#### What to work on
1. In the passage on Japanese and Argentine politics, in what year was the Democratic Socialist Party founded?
2. Print the portion of the passage on Japanese and Argentine politics that begins with the words containing "Founded in 1960, the" and ends with "and 'traditional conservatism'.".

#### Document

Founded in 1960, the Democratic Socialist Party (DSP) officially supported social democracy. Due to its Japanese nationalist, anti-communist, and socially conservative nature, it was politically different from ordinary social democrats and was more politically close to the right-wing LDP, and was regarded as a conservative political party in Japan at the time. While the party was disbanded in 1994, the tradition of the DSP is carried on by the Minsha kyōkai (民社協会, Democratic Socialist Group) as a faction within the liberal Democratic Party of Japan, Democratic Party, and now centre-right Democratic Party for the People.

Argentina 

Peronism is considered a paternalistic ideology. However, traditional Peronism tends to support command economy, unlike common paternalistic conservatives. Some scholars evaluate Peronism as a mixture of 'militant laborism' and 'traditional conservatism'.

Dataset entries
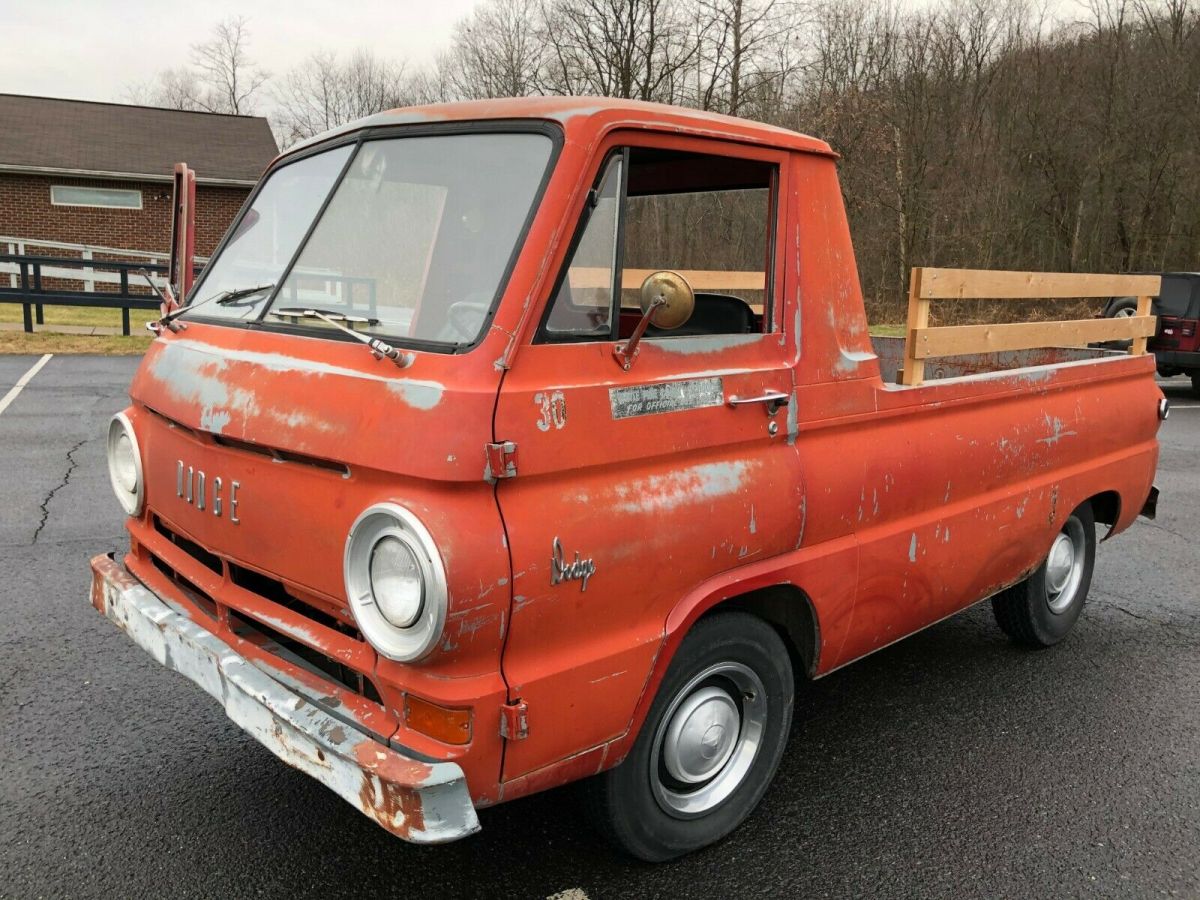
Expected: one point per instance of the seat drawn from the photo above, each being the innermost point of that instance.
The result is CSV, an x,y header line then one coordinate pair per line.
x,y
714,315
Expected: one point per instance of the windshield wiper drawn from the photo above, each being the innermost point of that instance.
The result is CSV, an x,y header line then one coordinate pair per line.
x,y
331,317
228,297
223,298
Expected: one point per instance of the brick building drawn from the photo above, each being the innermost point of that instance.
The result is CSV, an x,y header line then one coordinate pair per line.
x,y
100,174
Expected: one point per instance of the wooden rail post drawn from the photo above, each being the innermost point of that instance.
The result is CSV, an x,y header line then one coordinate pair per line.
x,y
1139,343
918,317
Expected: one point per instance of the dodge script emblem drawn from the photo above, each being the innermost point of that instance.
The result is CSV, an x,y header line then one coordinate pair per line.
x,y
202,492
561,570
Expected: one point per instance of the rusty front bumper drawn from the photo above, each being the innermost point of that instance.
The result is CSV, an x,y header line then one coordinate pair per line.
x,y
420,802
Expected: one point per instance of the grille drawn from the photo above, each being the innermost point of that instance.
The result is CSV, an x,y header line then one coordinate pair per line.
x,y
243,625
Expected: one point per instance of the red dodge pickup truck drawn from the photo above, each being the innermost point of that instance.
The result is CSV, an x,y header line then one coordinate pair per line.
x,y
505,444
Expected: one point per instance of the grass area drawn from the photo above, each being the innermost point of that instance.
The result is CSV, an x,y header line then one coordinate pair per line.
x,y
99,345
82,316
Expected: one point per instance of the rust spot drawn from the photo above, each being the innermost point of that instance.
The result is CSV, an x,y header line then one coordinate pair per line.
x,y
394,807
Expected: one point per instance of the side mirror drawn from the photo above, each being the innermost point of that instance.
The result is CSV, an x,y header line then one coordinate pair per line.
x,y
667,301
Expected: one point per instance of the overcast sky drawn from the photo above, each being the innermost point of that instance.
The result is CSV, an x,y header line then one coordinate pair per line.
x,y
91,49
95,49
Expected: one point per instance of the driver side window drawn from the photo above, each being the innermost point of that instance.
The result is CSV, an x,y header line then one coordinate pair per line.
x,y
707,217
583,304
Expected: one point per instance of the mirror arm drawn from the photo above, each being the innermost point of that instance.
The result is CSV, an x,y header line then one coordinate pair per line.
x,y
625,353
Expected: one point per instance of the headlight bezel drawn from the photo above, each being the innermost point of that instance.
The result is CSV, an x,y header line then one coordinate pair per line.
x,y
373,525
132,502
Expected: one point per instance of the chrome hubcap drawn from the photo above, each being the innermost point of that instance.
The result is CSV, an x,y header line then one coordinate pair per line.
x,y
1065,567
701,736
708,739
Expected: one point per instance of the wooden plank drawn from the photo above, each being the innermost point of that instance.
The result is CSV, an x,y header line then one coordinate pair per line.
x,y
960,340
988,285
1138,347
699,279
913,371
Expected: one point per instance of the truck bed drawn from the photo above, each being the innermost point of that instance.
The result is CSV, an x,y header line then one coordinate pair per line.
x,y
891,353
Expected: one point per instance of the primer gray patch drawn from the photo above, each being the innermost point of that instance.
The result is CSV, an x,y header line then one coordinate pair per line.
x,y
669,397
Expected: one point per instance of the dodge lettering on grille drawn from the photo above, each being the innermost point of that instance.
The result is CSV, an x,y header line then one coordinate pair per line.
x,y
201,491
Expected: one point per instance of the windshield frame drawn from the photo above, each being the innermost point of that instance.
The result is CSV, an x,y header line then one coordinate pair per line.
x,y
385,132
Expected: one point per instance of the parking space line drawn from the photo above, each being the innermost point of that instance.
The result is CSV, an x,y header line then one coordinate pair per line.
x,y
23,381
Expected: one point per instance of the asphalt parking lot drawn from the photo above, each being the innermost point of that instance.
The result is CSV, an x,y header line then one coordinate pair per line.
x,y
951,765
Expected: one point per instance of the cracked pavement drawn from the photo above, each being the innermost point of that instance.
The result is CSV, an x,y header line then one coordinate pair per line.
x,y
949,765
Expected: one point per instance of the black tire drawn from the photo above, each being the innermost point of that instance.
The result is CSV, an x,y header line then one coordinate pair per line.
x,y
636,804
1121,307
1033,613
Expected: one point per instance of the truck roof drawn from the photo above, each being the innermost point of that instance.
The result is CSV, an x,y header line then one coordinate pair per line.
x,y
588,114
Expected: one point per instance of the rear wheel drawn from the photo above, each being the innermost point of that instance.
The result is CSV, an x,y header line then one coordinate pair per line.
x,y
1042,610
1122,309
708,748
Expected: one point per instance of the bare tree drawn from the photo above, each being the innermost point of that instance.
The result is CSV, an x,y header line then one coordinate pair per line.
x,y
324,93
637,49
221,78
231,78
496,51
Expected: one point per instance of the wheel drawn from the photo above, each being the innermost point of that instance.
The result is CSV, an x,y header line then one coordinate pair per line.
x,y
708,748
1041,610
1122,309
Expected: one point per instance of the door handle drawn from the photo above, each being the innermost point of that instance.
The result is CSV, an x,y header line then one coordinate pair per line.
x,y
774,401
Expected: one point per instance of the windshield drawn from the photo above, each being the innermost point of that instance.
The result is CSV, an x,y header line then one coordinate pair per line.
x,y
417,237
265,239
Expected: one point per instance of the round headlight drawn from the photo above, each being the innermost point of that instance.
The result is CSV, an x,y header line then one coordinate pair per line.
x,y
395,582
125,466
125,463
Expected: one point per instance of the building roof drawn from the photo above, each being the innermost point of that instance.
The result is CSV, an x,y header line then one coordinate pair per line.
x,y
591,114
118,141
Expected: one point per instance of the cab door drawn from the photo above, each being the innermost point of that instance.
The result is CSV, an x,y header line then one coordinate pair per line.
x,y
635,485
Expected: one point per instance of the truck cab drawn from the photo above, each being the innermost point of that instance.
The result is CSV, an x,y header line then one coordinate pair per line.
x,y
510,443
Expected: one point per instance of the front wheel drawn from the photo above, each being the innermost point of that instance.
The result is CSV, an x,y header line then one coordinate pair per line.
x,y
1041,610
708,748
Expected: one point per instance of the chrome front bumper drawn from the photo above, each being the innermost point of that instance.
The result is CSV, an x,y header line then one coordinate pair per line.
x,y
420,802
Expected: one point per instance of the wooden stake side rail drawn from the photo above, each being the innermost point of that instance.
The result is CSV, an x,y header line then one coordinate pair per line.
x,y
928,285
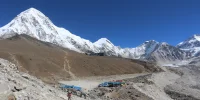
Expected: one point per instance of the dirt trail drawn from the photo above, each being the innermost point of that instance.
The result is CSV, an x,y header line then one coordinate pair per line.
x,y
13,58
66,64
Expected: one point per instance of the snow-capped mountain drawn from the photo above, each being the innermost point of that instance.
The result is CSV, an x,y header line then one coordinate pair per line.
x,y
165,53
35,24
191,45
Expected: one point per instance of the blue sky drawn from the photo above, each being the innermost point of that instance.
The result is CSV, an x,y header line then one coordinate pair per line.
x,y
127,23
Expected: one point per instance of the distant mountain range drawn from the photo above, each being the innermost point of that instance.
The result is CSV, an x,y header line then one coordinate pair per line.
x,y
35,24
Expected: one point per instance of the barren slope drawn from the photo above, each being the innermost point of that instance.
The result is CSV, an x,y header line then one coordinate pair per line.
x,y
52,63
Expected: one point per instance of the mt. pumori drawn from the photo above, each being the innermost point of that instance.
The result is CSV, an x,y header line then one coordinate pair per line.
x,y
191,45
35,24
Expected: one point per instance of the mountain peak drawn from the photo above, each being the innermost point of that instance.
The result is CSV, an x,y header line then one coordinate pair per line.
x,y
197,37
103,41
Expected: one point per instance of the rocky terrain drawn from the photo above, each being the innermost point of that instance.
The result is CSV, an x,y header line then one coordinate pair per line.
x,y
52,63
180,83
36,57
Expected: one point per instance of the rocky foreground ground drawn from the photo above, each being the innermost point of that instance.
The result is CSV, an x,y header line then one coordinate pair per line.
x,y
180,83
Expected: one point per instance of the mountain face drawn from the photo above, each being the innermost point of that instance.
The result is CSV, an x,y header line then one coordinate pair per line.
x,y
191,45
167,53
35,24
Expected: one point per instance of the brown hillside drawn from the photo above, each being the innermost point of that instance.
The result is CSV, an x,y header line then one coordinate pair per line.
x,y
52,63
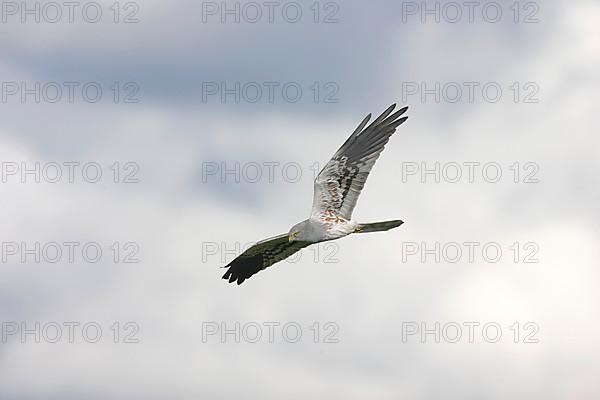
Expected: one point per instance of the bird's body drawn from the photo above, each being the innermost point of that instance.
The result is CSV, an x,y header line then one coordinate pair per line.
x,y
336,192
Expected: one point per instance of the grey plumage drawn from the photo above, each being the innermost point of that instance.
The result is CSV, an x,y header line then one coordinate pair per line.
x,y
336,191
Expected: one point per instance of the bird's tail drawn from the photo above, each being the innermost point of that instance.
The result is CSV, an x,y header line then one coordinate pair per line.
x,y
378,226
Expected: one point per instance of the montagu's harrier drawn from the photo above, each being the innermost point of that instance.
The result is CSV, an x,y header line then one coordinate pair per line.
x,y
337,188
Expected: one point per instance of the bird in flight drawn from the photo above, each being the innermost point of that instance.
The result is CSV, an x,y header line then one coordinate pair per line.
x,y
336,191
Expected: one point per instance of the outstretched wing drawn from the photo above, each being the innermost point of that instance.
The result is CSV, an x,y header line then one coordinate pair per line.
x,y
260,256
339,183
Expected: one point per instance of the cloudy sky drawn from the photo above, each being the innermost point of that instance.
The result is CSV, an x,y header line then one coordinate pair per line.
x,y
144,144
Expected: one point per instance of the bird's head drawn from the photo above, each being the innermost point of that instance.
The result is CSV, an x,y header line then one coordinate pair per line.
x,y
298,232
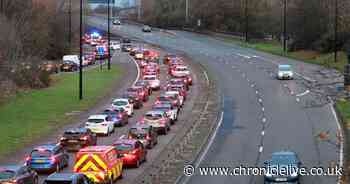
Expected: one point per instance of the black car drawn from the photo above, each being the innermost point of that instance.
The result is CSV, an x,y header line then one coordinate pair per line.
x,y
17,174
133,98
282,160
76,138
69,66
67,178
126,47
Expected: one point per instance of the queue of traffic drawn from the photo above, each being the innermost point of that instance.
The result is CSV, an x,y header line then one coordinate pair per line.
x,y
105,163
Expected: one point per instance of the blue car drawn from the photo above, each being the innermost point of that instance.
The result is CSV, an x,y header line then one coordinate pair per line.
x,y
48,158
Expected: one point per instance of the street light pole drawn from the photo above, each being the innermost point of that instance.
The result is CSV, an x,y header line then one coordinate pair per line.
x,y
246,21
285,26
336,31
109,35
81,53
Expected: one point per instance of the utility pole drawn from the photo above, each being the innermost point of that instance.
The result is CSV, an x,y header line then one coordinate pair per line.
x,y
70,23
109,34
81,53
246,21
336,31
285,26
187,10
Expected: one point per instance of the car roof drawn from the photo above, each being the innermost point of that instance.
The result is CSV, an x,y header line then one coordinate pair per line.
x,y
50,147
62,176
10,167
99,116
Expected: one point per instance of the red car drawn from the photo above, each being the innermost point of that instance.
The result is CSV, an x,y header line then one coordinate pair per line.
x,y
132,151
141,92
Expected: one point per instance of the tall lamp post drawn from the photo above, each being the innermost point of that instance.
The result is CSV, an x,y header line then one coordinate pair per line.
x,y
81,53
285,25
336,31
246,21
109,34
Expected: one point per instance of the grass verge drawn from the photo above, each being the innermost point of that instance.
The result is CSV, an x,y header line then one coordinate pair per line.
x,y
308,56
30,115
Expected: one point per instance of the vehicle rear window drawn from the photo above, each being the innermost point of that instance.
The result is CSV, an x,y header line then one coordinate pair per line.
x,y
57,182
124,147
41,153
153,116
120,103
6,174
96,120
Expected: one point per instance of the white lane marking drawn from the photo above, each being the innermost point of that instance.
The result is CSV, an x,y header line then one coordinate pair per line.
x,y
341,149
261,149
206,77
303,94
212,138
138,70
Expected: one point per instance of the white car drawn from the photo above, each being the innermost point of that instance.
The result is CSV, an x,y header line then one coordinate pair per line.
x,y
180,71
125,104
177,94
153,81
285,72
100,124
115,46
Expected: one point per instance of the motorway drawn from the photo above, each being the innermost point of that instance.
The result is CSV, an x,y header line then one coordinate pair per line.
x,y
261,115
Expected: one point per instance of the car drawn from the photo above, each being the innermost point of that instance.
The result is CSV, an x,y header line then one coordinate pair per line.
x,y
119,116
132,151
169,109
282,160
169,98
144,133
153,80
124,103
17,174
146,29
126,47
178,95
75,138
144,84
100,124
180,71
67,178
140,92
47,158
115,45
168,57
157,119
285,72
116,22
102,164
69,66
134,99
126,40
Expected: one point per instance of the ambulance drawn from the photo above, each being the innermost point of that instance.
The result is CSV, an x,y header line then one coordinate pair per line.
x,y
101,164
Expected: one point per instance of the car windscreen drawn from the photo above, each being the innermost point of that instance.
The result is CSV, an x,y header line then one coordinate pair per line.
x,y
6,174
57,182
124,147
120,103
153,116
95,120
41,153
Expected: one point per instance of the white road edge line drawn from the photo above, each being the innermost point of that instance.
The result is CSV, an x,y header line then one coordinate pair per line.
x,y
303,94
341,153
204,153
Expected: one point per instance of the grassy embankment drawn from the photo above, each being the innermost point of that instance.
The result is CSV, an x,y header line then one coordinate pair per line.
x,y
30,115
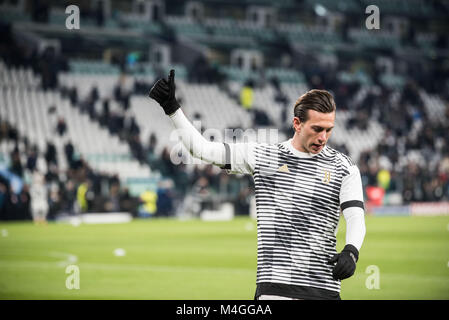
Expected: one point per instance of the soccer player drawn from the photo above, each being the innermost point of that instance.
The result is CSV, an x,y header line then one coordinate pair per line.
x,y
301,185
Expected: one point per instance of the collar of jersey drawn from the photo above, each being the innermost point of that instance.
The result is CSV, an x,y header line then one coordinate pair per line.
x,y
300,154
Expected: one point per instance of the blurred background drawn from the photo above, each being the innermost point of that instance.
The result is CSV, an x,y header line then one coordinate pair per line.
x,y
78,133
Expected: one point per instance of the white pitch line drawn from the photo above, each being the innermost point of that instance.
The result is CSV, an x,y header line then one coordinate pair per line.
x,y
68,258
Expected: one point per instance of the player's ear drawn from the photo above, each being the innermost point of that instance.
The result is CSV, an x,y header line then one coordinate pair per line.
x,y
296,124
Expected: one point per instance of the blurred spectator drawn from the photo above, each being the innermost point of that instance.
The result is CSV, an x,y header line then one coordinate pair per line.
x,y
39,200
61,126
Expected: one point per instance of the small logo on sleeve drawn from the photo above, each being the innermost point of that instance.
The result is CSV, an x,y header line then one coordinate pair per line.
x,y
327,177
284,168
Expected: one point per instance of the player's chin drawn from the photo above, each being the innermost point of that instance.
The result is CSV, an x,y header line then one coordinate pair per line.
x,y
315,148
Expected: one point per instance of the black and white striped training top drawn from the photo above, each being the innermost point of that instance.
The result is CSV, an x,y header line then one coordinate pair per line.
x,y
298,201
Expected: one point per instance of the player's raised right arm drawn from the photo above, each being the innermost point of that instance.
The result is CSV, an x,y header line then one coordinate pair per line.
x,y
163,92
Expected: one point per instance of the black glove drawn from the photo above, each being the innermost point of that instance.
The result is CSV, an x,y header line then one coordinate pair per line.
x,y
346,262
163,92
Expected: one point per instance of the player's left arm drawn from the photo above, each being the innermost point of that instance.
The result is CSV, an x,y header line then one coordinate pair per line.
x,y
352,206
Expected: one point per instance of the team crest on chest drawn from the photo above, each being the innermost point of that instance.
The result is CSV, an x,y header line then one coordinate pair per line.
x,y
327,176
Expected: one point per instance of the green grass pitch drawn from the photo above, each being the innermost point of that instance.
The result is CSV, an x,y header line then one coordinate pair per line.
x,y
171,259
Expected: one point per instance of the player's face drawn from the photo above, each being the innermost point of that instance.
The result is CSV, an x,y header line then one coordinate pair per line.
x,y
314,133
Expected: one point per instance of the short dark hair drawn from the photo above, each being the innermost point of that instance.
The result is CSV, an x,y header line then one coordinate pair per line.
x,y
315,99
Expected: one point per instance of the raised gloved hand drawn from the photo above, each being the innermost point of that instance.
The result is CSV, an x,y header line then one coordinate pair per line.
x,y
345,262
163,92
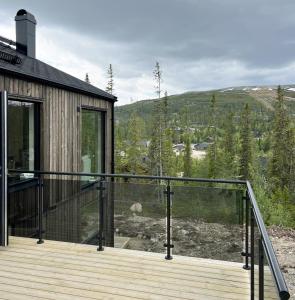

#### Task results
1. 1960

2.
Founded in 1960, the Democratic Socialist Party (DSP) officially supported social democracy. Due to its Japanese nationalist, anti-communist, and socially conservative nature, it was politically different from ordinary social democrats and was more politically close to the right-wing LDP, and was regarded as a conservative political party in Japan at the time. While the party was disbanded in 1994, the tradition of the DSP is carried on by the Minsha kyōkai (民社協会, Democratic Socialist Group) as a faction within the liberal Democratic Party of Japan, Democratic Party, and now centre-right Democratic Party for the People.

Argentina 

Peronism is considered a paternalistic ideology. However, traditional Peronism tends to support command economy, unlike common paternalistic conservatives. Some scholars evaluate Peronism as a mixture of 'militant laborism' and 'traditional conservatism'.